Written exercise:
Repeat word for word the line with "Each instance receives one keypoint. Mark the man's left" and every line after it until the records below run out.

Exercise input:

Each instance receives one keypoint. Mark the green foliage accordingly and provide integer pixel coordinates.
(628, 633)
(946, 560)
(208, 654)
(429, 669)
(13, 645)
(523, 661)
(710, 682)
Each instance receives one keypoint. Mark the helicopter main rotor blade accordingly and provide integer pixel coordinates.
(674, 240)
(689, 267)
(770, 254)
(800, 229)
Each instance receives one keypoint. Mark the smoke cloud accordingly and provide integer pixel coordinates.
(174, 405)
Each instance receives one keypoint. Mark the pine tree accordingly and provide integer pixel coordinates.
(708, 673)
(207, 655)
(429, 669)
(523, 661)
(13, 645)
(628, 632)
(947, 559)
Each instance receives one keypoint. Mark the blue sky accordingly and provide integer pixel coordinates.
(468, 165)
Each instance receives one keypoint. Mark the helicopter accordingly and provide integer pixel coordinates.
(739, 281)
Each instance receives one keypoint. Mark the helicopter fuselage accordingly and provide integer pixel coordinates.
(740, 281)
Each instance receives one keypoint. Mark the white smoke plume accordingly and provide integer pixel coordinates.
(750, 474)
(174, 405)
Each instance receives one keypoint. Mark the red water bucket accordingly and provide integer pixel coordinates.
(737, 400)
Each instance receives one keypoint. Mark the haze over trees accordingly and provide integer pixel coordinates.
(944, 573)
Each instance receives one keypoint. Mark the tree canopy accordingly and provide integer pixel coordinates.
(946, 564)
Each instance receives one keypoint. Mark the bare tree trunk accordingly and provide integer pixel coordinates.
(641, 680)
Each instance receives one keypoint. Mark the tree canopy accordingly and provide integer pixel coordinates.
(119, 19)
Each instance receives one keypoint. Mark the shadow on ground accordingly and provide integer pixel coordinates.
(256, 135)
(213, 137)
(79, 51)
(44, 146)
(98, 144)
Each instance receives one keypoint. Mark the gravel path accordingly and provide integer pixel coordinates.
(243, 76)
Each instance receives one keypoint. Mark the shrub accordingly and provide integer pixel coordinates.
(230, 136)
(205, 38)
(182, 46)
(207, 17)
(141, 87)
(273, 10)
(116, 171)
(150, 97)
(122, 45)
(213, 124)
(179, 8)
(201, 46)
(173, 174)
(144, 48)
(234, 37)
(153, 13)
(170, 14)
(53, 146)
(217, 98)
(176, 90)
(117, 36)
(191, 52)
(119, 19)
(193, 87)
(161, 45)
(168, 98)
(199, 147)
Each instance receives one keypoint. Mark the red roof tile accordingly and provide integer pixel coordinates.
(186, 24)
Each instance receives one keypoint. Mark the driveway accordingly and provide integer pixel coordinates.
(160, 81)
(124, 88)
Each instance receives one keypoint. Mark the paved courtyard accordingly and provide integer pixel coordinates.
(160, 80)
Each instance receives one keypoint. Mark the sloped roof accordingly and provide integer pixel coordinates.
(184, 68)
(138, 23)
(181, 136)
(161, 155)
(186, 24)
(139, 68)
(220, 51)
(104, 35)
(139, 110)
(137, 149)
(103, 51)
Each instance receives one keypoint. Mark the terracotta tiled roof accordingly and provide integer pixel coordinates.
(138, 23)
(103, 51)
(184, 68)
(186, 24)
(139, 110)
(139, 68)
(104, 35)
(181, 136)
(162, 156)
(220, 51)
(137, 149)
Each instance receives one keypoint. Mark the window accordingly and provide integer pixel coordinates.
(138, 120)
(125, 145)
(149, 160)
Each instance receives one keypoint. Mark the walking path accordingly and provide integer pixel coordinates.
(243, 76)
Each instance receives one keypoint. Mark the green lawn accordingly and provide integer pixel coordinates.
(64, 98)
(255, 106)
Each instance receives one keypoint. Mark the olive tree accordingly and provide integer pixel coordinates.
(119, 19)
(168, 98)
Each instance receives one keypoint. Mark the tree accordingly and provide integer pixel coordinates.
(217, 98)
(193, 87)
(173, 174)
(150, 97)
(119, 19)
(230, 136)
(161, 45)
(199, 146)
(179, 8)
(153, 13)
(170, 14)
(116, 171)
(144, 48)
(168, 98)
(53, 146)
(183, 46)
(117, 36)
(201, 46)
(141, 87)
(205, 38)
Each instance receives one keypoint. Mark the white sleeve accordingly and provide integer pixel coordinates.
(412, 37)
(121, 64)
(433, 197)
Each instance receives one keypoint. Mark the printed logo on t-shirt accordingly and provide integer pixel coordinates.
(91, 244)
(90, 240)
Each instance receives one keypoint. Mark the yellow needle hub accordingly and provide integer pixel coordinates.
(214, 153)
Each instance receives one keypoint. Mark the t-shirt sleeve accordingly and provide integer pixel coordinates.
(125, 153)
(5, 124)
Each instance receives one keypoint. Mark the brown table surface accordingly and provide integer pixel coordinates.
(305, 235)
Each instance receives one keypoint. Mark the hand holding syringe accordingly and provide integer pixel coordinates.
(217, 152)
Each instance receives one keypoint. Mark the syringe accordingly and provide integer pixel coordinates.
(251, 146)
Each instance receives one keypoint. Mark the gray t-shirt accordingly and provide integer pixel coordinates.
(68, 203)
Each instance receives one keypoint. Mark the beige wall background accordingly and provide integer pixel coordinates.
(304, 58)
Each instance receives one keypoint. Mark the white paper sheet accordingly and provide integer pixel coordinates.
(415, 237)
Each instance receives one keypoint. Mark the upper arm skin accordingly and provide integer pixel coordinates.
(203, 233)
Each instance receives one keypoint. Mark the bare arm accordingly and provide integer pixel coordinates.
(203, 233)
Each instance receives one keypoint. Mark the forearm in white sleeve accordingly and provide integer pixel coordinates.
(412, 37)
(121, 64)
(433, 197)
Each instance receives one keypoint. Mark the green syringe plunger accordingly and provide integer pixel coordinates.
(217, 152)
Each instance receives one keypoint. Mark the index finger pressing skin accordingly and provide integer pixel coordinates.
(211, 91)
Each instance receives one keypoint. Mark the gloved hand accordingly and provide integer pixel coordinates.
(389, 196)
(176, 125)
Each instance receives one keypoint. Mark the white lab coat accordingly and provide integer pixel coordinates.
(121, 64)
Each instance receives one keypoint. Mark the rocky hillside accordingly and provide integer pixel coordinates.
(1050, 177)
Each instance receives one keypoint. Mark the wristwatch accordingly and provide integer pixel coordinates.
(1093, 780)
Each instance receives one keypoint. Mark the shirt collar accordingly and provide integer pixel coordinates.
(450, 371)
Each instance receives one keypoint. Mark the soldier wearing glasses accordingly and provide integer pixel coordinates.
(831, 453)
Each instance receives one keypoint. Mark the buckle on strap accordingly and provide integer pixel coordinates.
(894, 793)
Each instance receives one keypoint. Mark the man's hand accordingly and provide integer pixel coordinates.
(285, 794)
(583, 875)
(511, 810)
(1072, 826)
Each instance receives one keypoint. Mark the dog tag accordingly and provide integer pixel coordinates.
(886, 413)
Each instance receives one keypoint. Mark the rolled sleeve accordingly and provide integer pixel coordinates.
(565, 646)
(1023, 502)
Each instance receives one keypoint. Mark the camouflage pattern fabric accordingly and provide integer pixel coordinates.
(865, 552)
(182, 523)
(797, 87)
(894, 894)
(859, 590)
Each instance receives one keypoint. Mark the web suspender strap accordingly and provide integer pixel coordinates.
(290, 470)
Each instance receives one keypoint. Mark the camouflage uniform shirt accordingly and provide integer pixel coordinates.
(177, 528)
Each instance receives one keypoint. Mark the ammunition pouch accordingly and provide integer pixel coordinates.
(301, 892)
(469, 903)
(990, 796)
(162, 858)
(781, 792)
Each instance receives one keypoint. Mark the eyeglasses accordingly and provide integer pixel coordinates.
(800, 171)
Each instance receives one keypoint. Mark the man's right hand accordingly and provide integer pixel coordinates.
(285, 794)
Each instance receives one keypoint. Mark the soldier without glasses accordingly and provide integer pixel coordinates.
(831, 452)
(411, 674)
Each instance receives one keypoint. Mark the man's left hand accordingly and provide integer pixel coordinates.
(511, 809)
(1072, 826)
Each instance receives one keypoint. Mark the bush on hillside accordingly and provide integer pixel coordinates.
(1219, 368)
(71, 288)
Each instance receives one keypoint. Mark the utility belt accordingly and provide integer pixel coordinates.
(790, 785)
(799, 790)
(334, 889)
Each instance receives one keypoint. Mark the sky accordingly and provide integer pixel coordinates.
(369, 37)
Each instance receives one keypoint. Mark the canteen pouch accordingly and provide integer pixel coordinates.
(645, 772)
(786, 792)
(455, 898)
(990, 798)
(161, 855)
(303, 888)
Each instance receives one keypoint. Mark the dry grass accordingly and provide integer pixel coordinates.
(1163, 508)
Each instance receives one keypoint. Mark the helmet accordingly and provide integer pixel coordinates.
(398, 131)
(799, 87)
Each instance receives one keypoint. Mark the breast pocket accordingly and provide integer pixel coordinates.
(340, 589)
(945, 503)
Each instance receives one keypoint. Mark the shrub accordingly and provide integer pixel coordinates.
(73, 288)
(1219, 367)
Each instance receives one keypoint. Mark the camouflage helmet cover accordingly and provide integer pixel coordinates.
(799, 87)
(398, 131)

Answer to this exercise:
Each instance receives one keypoint. Mark the man's left hand accordingly and provide integer pixel coordinates.
(511, 809)
(1072, 826)
Each instance receives one keypoint. Mark the bush on hillside accordingly and provide integer pixel coordinates.
(1219, 368)
(71, 288)
Each instance receives one keypoint. Mark the utility belt accordingly and provide integer pixel coordinates.
(790, 785)
(799, 790)
(334, 889)
Each instance receives one keypoint. Mark the sky accordingly and provide integer pixel coordinates.
(369, 37)
Each instance receives one keypoint. Mark the canteen pouch accordingly and provide integer pixel coordinates.
(645, 772)
(786, 792)
(455, 898)
(990, 798)
(161, 855)
(303, 888)
Each instance receives one keypoint. Mark the dry grass accordingly and provide integer pixel coordinates.
(1163, 508)
Each instance receives one keypoint. Mark the helmet accordingly and provide integer pixel coordinates.
(398, 131)
(799, 87)
Each instance receives one keypoint. Mark the breast pocket accordingly and provide integer pixel coordinates.
(340, 589)
(945, 503)
Each instance receives one keypoint. Mark the shrub accordingly and provide integer pixel coordinates.
(73, 288)
(1219, 367)
Each instance receives one keypoint. Mark the camouflage helmet cover accordingly and provide integer pixel coordinates.
(799, 87)
(398, 131)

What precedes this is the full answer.